Data to process:
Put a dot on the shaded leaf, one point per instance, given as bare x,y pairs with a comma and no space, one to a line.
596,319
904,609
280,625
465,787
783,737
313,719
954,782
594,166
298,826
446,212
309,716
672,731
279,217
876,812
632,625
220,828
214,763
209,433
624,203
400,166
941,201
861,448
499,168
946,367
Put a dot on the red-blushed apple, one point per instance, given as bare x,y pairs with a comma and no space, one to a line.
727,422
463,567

...

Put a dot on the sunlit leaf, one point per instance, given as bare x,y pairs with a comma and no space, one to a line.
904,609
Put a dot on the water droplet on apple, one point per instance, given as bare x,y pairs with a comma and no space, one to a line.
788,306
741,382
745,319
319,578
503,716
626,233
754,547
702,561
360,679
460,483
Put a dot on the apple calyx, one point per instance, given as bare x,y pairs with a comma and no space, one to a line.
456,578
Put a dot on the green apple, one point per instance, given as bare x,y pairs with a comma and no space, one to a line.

Stated exercise: Present the records from the line with "Put a dot on the sunlit" to the line with "Put a dot on the green", both included, as a Markdown table with the columns Row and Line, omitting blank lines.

Response:
| Row | Line |
|---|---|
| 1 | Put a dot on the sunlit leaf, one point per instance, given as bare x,y pairs with a comma and no space, one to a line. |
| 2 | 904,609 |
| 3 | Put a dot on the water droplet on apple, one point per instance, given as bare x,y pairs with a comma and no space, one to a line. |
| 4 | 788,306 |
| 5 | 741,382 |
| 6 | 745,319 |
| 7 | 319,578 |
| 8 | 503,716 |
| 9 | 626,233 |
| 10 | 754,547 |
| 11 | 702,561 |
| 12 | 360,679 |
| 13 | 460,483 |
| 14 | Put a dot on the apple calyx, one point per instance, given as bare x,y pairs with a comma and no space, one to a line. |
| 15 | 456,578 |
| 16 | Put a dot on the green apple, one point per instance, given as bare x,y pairs with a comma and no space, one to a line. |